** Selected extract follows **

American baseball player (born 2002)

James Eugene Tibbs III (born October 1, 2002) is an American professional baseball outfielder in the Los Angeles Dodgers organization.

==Amateur career==
Tibbs attended Pope High School in Marietta, Georgia. He committed to Florida State University to play college baseball.

As a freshman at Florida State in 2022, Tibbs played in 56 games and hit .300/.411/.553 with 10 home runs and 32 runs batted in (RBI) over 170 at bats. As a sophomore, he started all 54 games and hit .339/.471/.682 with 17 home runs and 43 RBI over 195 at-bats. In 2023, he played collegiate summer baseball with the Brewster Whitecaps of the Cape Cod Baseball League, and was named a league all-star.

Tibbs entered his junior season in 2024 as a top prospect for the 2024 Major League Baseball draft. Over 66 games for Florida State in 2024, he hit .363 with 28 home runs and 95 RBI and was named Atlantic Coast Conference Baseball Player of the Year.

==Professional career==

=== San Francisco Giants ===
Tibbs was drafted by San Francisco Giants with the 13th overall pick of the 2024 Major League Baseball draft. On July 24, 2024, Tibbs signed with the Giants on a $4.75 million contract.

Tibbs made his professional debut with the Low-A San Jose Giants before being promoted to the High-A Eugene Emeralds. Between the two affiliates in 2024, he had a slash line of .241/.293/.343 with two home runs and six RBI in 26 games.

** End of Selected extract **

Task requirements:
A: Copy the portion of the passage on James Tibbs III starting with "James Eugene Tibbs" and going on through "a league all-star.".
B: Extend the passage on James Tibbs III, picking up after its final sentence.
The material after this point comes from a separate, unrelated source.

** Information shown follows **

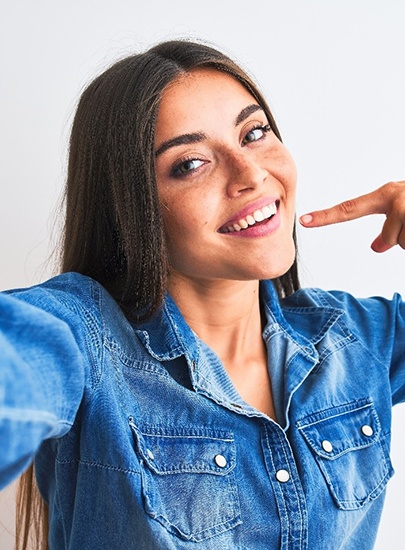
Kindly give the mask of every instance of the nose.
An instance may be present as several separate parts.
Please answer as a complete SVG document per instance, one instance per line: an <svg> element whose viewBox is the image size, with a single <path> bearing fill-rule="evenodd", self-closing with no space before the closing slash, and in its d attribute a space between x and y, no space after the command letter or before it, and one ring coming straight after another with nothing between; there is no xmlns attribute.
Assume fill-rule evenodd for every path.
<svg viewBox="0 0 405 550"><path fill-rule="evenodd" d="M231 198L257 189L268 176L260 159L251 152L229 153L227 164L229 173L226 191Z"/></svg>

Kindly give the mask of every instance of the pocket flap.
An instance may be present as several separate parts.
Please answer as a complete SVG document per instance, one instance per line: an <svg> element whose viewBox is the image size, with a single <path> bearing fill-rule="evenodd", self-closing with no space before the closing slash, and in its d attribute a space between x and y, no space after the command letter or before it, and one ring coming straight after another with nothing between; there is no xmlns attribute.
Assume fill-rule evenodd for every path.
<svg viewBox="0 0 405 550"><path fill-rule="evenodd" d="M369 447L381 425L372 400L361 399L309 415L297 422L312 451L328 460Z"/></svg>
<svg viewBox="0 0 405 550"><path fill-rule="evenodd" d="M137 427L137 447L156 474L205 473L223 476L235 467L233 435L205 428Z"/></svg>

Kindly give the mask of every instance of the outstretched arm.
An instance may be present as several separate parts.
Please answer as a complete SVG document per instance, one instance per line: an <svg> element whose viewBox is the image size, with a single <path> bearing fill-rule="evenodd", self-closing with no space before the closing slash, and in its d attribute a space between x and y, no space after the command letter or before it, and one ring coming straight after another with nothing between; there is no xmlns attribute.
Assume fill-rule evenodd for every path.
<svg viewBox="0 0 405 550"><path fill-rule="evenodd" d="M396 244L405 249L405 181L386 183L366 195L304 214L300 223L304 227L321 227L369 214L386 216L381 233L371 244L375 252L385 252Z"/></svg>

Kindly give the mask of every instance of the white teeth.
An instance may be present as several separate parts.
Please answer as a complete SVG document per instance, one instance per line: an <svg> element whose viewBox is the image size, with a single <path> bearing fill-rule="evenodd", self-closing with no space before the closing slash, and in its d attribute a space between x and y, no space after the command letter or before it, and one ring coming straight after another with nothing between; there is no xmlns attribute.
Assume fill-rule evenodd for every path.
<svg viewBox="0 0 405 550"><path fill-rule="evenodd" d="M228 226L225 229L225 233L233 233L235 231L241 231L249 226L255 225L255 223L262 222L267 218L271 218L277 213L277 205L275 202L255 210L252 214L248 214L245 218L241 218L237 223Z"/></svg>
<svg viewBox="0 0 405 550"><path fill-rule="evenodd" d="M262 222L264 220L264 215L261 210L253 212L253 217L257 222Z"/></svg>

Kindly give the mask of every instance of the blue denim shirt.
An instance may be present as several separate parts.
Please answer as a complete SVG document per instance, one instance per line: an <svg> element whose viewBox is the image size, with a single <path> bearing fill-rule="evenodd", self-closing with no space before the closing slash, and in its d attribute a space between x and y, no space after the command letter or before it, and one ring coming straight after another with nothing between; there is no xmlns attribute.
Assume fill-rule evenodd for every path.
<svg viewBox="0 0 405 550"><path fill-rule="evenodd" d="M0 295L0 486L35 455L51 549L372 548L405 307L261 296L278 423L170 296L133 326L78 274Z"/></svg>

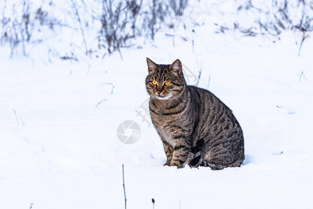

** End of Information shown **

Written answers:
A:
James Eugene Tibbs III (born October 1, 2002) is an American professional baseball outfielder in the Los Angeles Dodgers organization.

==Amateur career==
Tibbs attended Pope High School in Marietta, Georgia. He committed to Florida State University to play college baseball.

As a freshman at Florida State in 2022, Tibbs played in 56 games and hit .300/.411/.553 with 10 home runs and 32 runs batted in (RBI) over 170 at bats. As a sophomore, he started all 54 games and hit .339/.471/.682 with 17 home runs and 43 RBI over 195 at-bats. In 2023, he played collegiate summer baseball with the Brewster Whitecaps of the Cape Cod Baseball League, and was named a league all-star.

B:
Tibbs returned to Eugene to begin the 2025 season, and batted .246/.379/.478 with 12 home runs, 32 RBI, and three stolen bases across 57 appearances.

=== Boston Red Sox ===
On June 15, 2025, the Giants traded Tibbs to the Boston Red Sox, along with Kyle Harrison, Jordan Hicks, and Jose Bello, for Rafael Devers. He was assigned to the Double-A Portland Sea Dogs, where he batted .207 in 30 games.

=== Los Angeles Dodgers ===
On July 31, 2025, the Red Sox traded Tibbs and Zach Ehrhard to the Los Angeles Dodgers for Dustin May. The Dodgers sent him to the Tulsa Drillers, where he played in 36 games with a .269 batting average, seven home runs, and 32 RBI. He was promoted to the Triple-A Oklahoma City Comets to start 2026. He played in 141 games for the Comets, batting .287 and leading the Pacific Coast League in walks (108), extra-base hits (65) and total bases (278) while being second in home runs (30), RBI (107) and runs scored (109).